# [Problem statement]
The word "water" marks the lines to keep; find each one in the data and copy it.

# [Records supplied]
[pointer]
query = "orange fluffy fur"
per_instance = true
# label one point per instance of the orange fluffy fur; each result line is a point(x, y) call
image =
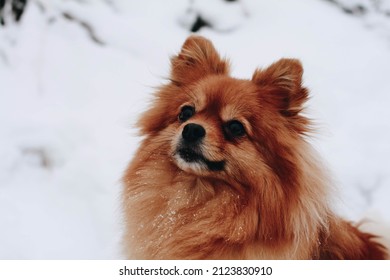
point(269, 198)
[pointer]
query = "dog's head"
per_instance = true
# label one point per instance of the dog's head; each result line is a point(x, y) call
point(213, 125)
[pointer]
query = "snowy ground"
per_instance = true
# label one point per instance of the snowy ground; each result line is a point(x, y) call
point(69, 98)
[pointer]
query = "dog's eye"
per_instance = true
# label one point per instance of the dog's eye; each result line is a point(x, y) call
point(235, 128)
point(186, 113)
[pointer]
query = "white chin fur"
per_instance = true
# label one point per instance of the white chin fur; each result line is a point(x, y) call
point(196, 167)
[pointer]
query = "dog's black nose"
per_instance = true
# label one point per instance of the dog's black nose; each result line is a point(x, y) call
point(193, 132)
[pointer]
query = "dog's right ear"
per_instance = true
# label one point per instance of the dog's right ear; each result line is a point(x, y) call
point(197, 59)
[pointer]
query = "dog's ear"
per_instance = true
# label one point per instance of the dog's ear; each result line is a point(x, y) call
point(197, 59)
point(284, 77)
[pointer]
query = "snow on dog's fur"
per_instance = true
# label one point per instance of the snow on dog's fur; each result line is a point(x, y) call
point(225, 172)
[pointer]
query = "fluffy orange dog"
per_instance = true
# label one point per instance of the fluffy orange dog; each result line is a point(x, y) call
point(224, 171)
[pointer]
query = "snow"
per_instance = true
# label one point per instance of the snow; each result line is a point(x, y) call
point(68, 105)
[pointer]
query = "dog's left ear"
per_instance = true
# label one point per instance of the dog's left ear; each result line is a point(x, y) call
point(284, 78)
point(197, 59)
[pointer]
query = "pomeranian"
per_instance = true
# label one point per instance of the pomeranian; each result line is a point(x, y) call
point(225, 172)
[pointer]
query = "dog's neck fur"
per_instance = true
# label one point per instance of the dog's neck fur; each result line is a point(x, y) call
point(193, 217)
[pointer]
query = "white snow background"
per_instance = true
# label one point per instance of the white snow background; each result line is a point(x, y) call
point(69, 98)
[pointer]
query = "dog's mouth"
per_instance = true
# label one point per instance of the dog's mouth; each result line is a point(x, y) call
point(190, 156)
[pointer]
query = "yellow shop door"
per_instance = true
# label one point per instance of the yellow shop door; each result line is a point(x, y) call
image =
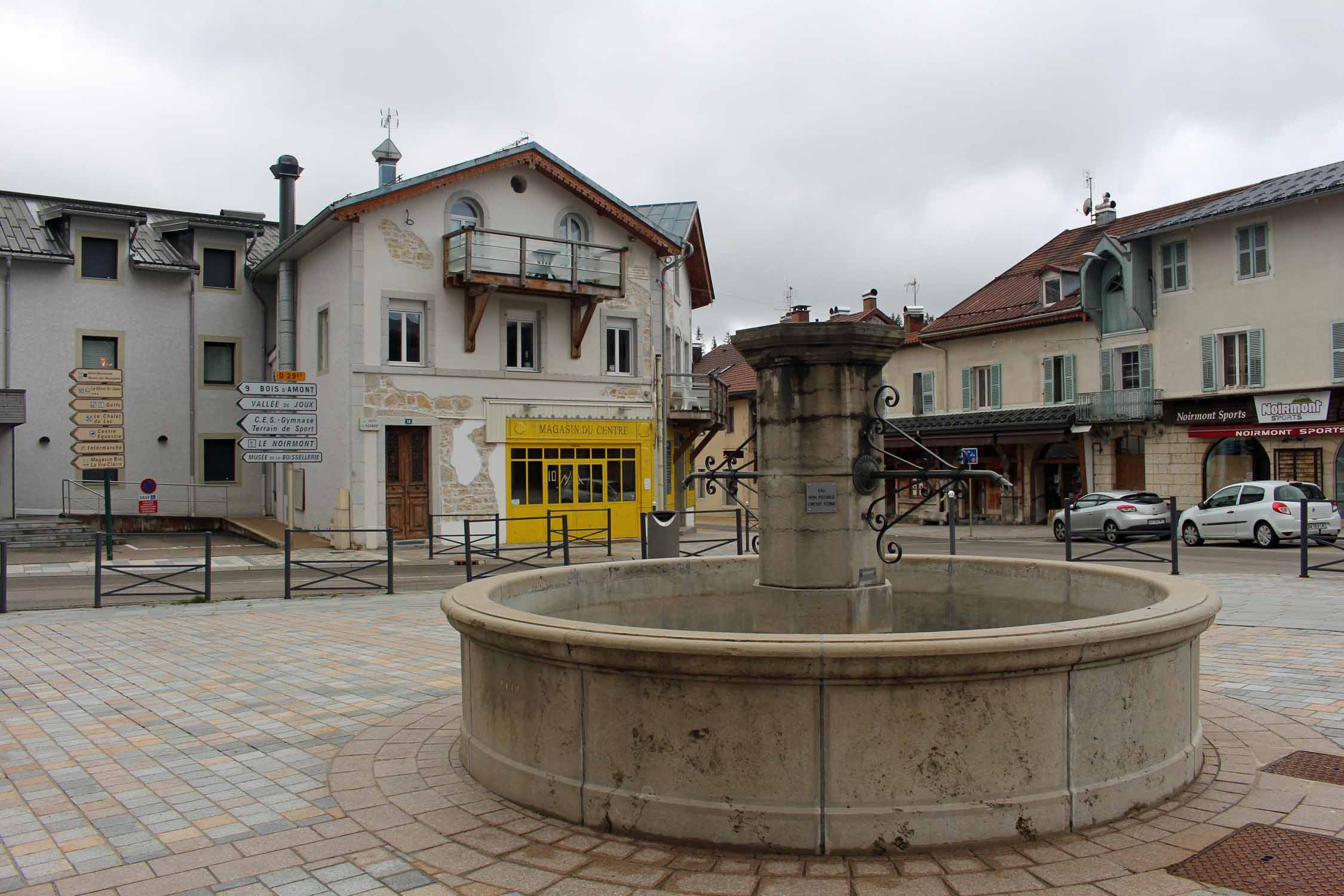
point(581, 483)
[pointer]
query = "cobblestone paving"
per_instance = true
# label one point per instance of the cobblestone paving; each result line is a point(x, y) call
point(308, 748)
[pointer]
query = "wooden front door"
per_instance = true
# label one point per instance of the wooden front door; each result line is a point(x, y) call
point(407, 481)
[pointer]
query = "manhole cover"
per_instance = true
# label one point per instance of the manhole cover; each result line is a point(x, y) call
point(1311, 766)
point(1269, 861)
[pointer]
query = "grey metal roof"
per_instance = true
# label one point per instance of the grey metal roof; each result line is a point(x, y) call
point(1006, 419)
point(503, 154)
point(1275, 191)
point(673, 218)
point(22, 231)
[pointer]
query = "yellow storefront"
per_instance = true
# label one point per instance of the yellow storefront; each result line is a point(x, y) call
point(579, 469)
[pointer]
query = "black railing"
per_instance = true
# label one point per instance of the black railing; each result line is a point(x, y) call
point(329, 574)
point(530, 555)
point(452, 542)
point(739, 539)
point(1125, 542)
point(1307, 541)
point(579, 536)
point(148, 576)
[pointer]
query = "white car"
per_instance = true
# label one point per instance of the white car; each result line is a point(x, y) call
point(1262, 512)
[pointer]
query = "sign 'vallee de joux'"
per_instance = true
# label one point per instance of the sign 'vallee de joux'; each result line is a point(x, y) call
point(281, 421)
point(100, 433)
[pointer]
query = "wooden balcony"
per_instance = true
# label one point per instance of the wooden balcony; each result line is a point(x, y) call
point(483, 262)
point(696, 401)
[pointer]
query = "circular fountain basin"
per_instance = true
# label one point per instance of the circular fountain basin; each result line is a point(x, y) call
point(984, 699)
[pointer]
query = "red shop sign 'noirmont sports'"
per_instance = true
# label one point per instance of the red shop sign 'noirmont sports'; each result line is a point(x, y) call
point(1248, 432)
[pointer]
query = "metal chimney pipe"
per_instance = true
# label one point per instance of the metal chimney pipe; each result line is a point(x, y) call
point(287, 171)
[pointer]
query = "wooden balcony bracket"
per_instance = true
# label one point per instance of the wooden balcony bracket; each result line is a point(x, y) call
point(581, 315)
point(477, 297)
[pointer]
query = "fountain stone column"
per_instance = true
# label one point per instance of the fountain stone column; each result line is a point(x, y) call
point(815, 386)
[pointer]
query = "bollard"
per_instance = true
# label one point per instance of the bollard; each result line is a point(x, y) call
point(97, 570)
point(1304, 573)
point(207, 569)
point(1175, 536)
point(287, 562)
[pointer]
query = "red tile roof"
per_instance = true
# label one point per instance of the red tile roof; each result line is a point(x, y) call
point(1014, 297)
point(739, 376)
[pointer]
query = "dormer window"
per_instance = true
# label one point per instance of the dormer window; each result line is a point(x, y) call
point(1051, 287)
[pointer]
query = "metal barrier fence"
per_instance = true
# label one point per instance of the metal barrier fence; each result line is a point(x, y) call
point(579, 536)
point(329, 574)
point(1140, 557)
point(531, 553)
point(146, 575)
point(455, 542)
point(739, 538)
point(1307, 541)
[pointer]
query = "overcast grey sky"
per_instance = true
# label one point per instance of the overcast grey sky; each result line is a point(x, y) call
point(834, 147)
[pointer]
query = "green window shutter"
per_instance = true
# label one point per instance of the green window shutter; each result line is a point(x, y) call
point(1337, 352)
point(1260, 241)
point(1244, 253)
point(1256, 358)
point(1146, 367)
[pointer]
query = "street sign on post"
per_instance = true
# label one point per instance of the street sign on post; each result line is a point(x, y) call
point(278, 424)
point(283, 403)
point(283, 457)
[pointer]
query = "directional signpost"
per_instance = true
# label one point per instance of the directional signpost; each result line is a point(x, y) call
point(100, 434)
point(281, 426)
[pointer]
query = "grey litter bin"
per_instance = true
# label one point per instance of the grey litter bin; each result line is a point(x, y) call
point(663, 533)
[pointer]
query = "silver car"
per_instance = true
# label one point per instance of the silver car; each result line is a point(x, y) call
point(1261, 512)
point(1116, 514)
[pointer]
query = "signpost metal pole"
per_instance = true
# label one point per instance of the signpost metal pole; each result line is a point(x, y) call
point(106, 507)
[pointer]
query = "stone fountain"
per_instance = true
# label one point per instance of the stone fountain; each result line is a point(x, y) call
point(816, 699)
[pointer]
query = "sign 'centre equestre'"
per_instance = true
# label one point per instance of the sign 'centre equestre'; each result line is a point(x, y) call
point(100, 424)
point(281, 422)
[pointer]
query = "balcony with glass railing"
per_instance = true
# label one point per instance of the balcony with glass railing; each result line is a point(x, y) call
point(1119, 406)
point(533, 265)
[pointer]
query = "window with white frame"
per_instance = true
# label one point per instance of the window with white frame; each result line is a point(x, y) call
point(1235, 359)
point(1130, 373)
point(620, 348)
point(520, 340)
point(1051, 288)
point(1175, 266)
point(1251, 251)
point(406, 333)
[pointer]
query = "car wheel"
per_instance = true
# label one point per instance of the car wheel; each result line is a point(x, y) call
point(1190, 535)
point(1265, 535)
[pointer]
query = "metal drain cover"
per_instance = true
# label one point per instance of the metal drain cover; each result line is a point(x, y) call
point(1309, 766)
point(1271, 861)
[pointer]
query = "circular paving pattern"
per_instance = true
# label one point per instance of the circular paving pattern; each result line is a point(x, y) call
point(404, 781)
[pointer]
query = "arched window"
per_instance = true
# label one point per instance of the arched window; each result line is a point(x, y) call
point(1339, 473)
point(1234, 460)
point(573, 228)
point(463, 213)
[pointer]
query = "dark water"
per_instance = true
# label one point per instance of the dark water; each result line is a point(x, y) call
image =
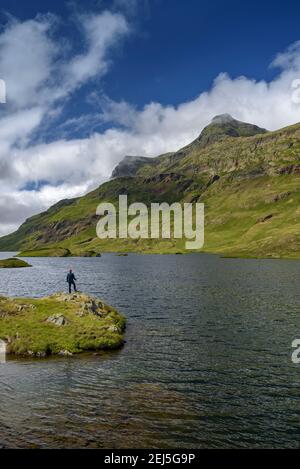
point(207, 361)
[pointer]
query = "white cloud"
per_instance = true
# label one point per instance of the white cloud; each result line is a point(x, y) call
point(72, 167)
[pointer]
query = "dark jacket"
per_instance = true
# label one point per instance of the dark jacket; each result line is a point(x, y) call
point(70, 277)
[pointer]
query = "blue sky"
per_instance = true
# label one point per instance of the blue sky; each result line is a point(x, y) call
point(89, 82)
point(180, 46)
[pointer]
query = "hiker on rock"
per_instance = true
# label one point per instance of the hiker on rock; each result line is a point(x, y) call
point(71, 281)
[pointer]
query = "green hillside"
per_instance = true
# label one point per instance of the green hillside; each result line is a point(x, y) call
point(248, 179)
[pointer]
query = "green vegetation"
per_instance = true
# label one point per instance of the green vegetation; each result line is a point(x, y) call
point(13, 264)
point(58, 252)
point(249, 180)
point(59, 325)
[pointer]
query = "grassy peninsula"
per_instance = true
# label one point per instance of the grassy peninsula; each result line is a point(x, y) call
point(13, 263)
point(60, 324)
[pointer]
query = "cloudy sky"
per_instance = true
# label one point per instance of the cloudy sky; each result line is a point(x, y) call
point(88, 85)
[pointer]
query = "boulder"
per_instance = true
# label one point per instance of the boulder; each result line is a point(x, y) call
point(58, 320)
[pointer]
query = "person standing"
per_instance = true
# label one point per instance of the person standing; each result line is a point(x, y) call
point(71, 281)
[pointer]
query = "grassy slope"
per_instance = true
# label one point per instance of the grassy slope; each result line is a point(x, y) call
point(23, 323)
point(256, 182)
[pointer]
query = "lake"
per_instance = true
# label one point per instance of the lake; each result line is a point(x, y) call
point(206, 364)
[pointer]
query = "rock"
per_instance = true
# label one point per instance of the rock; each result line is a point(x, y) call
point(264, 219)
point(58, 320)
point(114, 329)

# [Completed exercise]
query = "dark water"
# label one point per instance of the dark water; each result line is a point(x, y) call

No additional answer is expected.